[Goal]
Write the material out again exactly.

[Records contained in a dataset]
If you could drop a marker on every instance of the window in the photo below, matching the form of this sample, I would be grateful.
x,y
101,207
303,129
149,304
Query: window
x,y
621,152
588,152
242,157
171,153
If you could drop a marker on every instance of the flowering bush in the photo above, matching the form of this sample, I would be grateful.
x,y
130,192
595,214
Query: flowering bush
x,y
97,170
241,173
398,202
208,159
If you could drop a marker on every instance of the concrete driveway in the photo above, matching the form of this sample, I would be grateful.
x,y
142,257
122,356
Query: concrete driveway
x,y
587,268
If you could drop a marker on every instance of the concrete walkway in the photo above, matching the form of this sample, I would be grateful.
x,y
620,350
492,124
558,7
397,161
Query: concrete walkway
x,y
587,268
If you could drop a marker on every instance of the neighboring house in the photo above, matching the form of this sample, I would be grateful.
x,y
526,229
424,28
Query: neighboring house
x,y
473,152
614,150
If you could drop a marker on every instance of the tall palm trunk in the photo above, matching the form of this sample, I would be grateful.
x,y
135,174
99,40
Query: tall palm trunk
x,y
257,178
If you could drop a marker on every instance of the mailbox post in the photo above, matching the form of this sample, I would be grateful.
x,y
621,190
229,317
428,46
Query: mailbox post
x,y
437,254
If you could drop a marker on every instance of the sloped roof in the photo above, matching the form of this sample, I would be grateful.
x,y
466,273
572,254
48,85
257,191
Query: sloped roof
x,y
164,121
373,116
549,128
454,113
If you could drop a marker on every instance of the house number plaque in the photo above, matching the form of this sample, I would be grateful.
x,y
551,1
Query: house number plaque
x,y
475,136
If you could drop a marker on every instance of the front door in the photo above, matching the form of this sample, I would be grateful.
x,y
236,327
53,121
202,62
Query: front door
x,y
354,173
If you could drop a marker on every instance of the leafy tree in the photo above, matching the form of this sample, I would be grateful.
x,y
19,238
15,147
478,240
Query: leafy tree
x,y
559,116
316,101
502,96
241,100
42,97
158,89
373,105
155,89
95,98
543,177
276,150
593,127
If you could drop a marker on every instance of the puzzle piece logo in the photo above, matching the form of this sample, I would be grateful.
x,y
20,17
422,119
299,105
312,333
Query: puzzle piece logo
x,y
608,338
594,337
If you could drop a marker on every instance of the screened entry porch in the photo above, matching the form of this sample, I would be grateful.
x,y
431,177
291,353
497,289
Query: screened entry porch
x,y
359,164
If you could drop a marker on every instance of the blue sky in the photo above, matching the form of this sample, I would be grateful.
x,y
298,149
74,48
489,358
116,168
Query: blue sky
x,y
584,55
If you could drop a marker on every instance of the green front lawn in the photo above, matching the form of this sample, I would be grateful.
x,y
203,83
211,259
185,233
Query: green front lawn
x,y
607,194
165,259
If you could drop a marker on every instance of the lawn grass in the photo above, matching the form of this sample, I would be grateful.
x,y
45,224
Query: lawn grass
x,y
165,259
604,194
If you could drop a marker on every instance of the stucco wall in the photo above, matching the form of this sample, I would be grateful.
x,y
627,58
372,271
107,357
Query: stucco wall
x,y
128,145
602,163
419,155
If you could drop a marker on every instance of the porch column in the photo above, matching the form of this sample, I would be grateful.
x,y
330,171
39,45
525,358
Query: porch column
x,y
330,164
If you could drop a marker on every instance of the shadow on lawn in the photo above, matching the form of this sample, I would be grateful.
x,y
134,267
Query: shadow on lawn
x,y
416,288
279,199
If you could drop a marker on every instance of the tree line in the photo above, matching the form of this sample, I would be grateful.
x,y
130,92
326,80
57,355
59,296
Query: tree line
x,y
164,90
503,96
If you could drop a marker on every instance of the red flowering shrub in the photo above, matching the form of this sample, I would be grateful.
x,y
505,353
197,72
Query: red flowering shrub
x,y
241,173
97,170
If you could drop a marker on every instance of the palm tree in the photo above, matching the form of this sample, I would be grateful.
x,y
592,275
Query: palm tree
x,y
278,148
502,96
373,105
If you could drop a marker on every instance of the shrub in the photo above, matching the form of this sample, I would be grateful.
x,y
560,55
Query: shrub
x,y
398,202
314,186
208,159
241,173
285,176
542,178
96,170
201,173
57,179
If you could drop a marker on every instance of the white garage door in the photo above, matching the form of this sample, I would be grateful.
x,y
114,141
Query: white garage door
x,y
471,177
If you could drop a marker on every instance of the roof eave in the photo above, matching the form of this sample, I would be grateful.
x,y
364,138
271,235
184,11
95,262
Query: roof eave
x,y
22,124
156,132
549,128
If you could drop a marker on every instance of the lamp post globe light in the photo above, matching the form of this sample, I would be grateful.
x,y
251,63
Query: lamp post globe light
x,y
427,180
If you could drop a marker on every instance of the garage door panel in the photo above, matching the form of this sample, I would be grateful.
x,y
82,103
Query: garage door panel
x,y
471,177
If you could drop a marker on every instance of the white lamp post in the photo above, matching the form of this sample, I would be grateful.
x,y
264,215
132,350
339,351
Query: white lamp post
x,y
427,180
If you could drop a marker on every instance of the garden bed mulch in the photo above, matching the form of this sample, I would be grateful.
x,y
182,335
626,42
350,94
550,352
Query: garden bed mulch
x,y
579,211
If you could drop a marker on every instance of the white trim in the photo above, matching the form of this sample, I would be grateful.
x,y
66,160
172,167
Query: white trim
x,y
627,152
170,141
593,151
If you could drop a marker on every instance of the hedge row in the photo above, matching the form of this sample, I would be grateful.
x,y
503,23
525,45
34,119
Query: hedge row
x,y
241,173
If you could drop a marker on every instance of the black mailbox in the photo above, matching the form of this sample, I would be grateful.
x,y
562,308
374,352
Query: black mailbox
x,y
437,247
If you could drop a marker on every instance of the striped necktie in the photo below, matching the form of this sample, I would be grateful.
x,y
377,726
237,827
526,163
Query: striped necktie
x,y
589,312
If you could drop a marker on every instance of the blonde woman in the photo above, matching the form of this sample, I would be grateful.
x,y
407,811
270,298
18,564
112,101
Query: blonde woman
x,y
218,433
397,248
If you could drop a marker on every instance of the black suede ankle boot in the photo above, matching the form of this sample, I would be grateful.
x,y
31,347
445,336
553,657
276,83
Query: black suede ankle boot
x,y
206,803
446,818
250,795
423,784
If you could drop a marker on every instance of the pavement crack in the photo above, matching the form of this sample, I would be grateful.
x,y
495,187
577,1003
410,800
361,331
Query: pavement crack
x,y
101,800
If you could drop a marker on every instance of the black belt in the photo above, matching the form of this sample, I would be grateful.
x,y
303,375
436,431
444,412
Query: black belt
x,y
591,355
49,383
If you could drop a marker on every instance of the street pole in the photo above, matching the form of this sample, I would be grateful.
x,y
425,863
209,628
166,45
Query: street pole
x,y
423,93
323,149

[Task solution]
If you could drop a marker on every instance of the window in the photo below, matching the form of this sample, I would be grateful.
x,y
101,207
303,129
149,304
Query: window
x,y
621,152
588,152
242,157
171,153
If you could drop a marker on every instance of the flowering bush in the photo above, matching the form of this sample, I would be grateful.
x,y
130,192
595,214
Query: flowering bush
x,y
97,170
241,173
398,202
208,159
If you could drop a marker on every instance of the concrete driveway in the photo above, matching the form of this sample, I would be grateful.
x,y
142,257
122,356
Query: concrete driveway
x,y
587,268
If you could drop a marker on every instance of the concrete walkway in the photo above, matching the form of this sample, I would be grateful.
x,y
620,350
492,124
558,7
397,161
Query: concrete walkway
x,y
587,268
If you could drop a marker on every instance of the neighboring house in the photo above, matching the form of this sample, I would be grateful.
x,y
526,229
424,28
Query: neighboring house
x,y
473,152
614,150
If you could drop a marker on every instance of the tall palm trunk in the photo above, matching the form of this sample, I would be grateful.
x,y
135,174
99,40
Query: tall palm trunk
x,y
257,178
If you could drop a marker on every instance of the mailbox post in the photo above, matching the form of this sample, I would be grateful.
x,y
621,190
229,317
428,46
Query: mailbox post
x,y
437,254
If you could drop a marker on every instance of the sloped roof in the photo above, matching the form of this sample, I would be grateful.
x,y
466,273
572,254
48,85
257,191
Query: sloped roof
x,y
164,121
373,116
549,128
454,113
If you could drop a marker on every instance of the house number plaque in the photo above, matching the form of this sample, I would be grateful.
x,y
551,1
Query: house number plaque
x,y
475,136
If you could drop a marker on every instance of the front door in the photo above, matching the form of this sample, I would be grateful.
x,y
236,327
53,121
202,62
Query: front door
x,y
354,173
If you could drop a marker on every instance of the leafy tree in the photo above, matching the form of this sample, I would be grateful.
x,y
19,238
15,147
478,240
Query: leafy tree
x,y
559,116
316,101
502,96
241,100
42,97
158,89
373,105
155,89
95,98
543,177
276,150
593,127
If you could drop a marker on every instance of the puzzle piece logo in the photo above, matching the form of this sample, I would be grateful.
x,y
20,17
422,119
299,105
312,333
Query: puzzle piece logo
x,y
608,338
594,337
If you could drop a marker on every instance of the screened entry porch in the photo above, matching the form of this sample, I would be grateful.
x,y
431,177
291,353
497,289
Query: screened entry porch
x,y
359,164
If you could drop a marker on every instance of the blue sky in the photo above, matching the form of this sample, I would be grateful.
x,y
298,149
74,48
489,358
116,168
Query: blue sky
x,y
584,55
If you could drop a marker on every instance of the green front lawn in the photo above, matching the form of this sample, I would be grateful.
x,y
203,83
211,259
185,233
Query: green front lawn
x,y
607,194
165,259
If you could drop a marker on every instance of the lawn grass in the photo above, matching the form of this sample, I would be grateful.
x,y
45,224
Query: lawn grass
x,y
165,259
604,194
If you could drop a marker on every instance of the stucco wall in the photo above, matching the form of this sample, I would be grateful.
x,y
627,58
372,271
107,357
Query: stucco wall
x,y
128,145
602,163
419,155
If you could drop a marker on every instance of the porch column in the photo above, matching the form of this sample, I would be grateful.
x,y
330,171
39,45
525,358
Query: porch column
x,y
330,164
If you could drop a marker on every instance of the shadow on lawn in the photo above, matching the form of this sample, I would be grateful.
x,y
134,267
Query: shadow on lawn
x,y
416,288
279,199
If you could drop a marker on every instance of the tree line in the photo above, matching the form of this sample, I would be grateful.
x,y
130,92
326,80
57,355
59,296
Query: tree line
x,y
164,90
503,96
If you could drop a marker on every instance of the red flowering shrub in the photo above, matching the form of this sample, I would be grateful.
x,y
505,353
197,72
Query: red flowering shrub
x,y
241,173
97,170
If you could drop a marker on every instance of the palm tree in the photo above, matching the form of this sample, I would be grateful.
x,y
592,275
Query: palm tree
x,y
278,148
502,96
373,105
If you could drop a marker on every instance of the shrub in the photo above, matching the form of this sample, I would be grateful.
x,y
560,55
Query: shrub
x,y
398,202
314,186
208,159
241,173
285,176
542,178
96,170
201,173
57,179
If you could drop a marker on every instance of the white garage door in the photo above, matching the form of this sample, I would be grateful.
x,y
114,141
Query: white garage door
x,y
471,177
If you could drop a marker on every instance of the roof eave in the photo above, matching the form of this sample, I would be grateful.
x,y
364,138
271,235
184,11
95,262
Query: roof eave
x,y
22,124
156,132
549,128
If you could drop a marker on every instance of the lamp post globe light in the photo above, matching the form of this sample, I would be grateful.
x,y
251,63
Query: lamp post globe light
x,y
427,180
If you could drop a marker on every instance of the garage door panel in the photo above, matching the form of this sample, I would be grateful.
x,y
82,103
Query: garage door panel
x,y
471,177
If you could drop a marker on every instance of the white lamp post in the photo above, matching the form of this sample, I would be grateful.
x,y
264,215
132,350
339,351
Query: white lamp post
x,y
427,180
If you could drop a marker on every instance of the garden bed mulch in the photo above, matching the form of this sample, I would be grateful.
x,y
182,335
626,42
350,94
550,352
Query: garden bed mulch
x,y
579,211
If you could drop a marker on every instance of the white trim in the photo above, matching the form of this sample, I would be grateful.
x,y
66,160
172,167
Query: white trim
x,y
627,152
170,141
593,151
If you could drop a marker on every instance of the hedge row in the photo above, matching the form of this sample, I would be grateful.
x,y
503,23
525,45
34,119
Query: hedge row
x,y
241,173
If you could drop a marker on every instance of the black mailbox in the photo above, matching the form of this sample, I would be grateful.
x,y
562,308
374,352
Query: black mailbox
x,y
437,247
If you could drop a marker on every instance of the striped necktie in the photo below, matching the form of this sample, I would be grateful.
x,y
377,726
237,827
526,163
Query: striped necktie
x,y
589,312
If you could drop a marker on every instance of the blonde woman in the photo above, matching the form of this sample, I would be grateful.
x,y
407,811
270,298
18,564
112,101
Query: blonde woman
x,y
218,433
397,248
If you could drop a marker on every instance of the black suede ankle boot in the photo above, matching the form of this sample, I would be grateful.
x,y
31,347
445,336
553,657
276,83
Query: black suede ankle boot
x,y
206,803
446,818
250,795
423,784
If you could drop a marker on every instance of the pavement crack in the photo above, matching the form of this sample, I would be grateful.
x,y
495,187
577,1003
410,800
361,331
Query: pavement crack
x,y
101,800
If you could drop a marker on every instance of the black belt in the photo above, matching the form of this sample, I would be grateful.
x,y
303,375
436,431
444,412
Query: black belt
x,y
591,355
49,383
If you could drop a marker on every instance of the street pole in the photo above, matching the form of this sample, I would be grateful.
x,y
425,863
209,628
166,45
Query: street pole
x,y
423,93
323,149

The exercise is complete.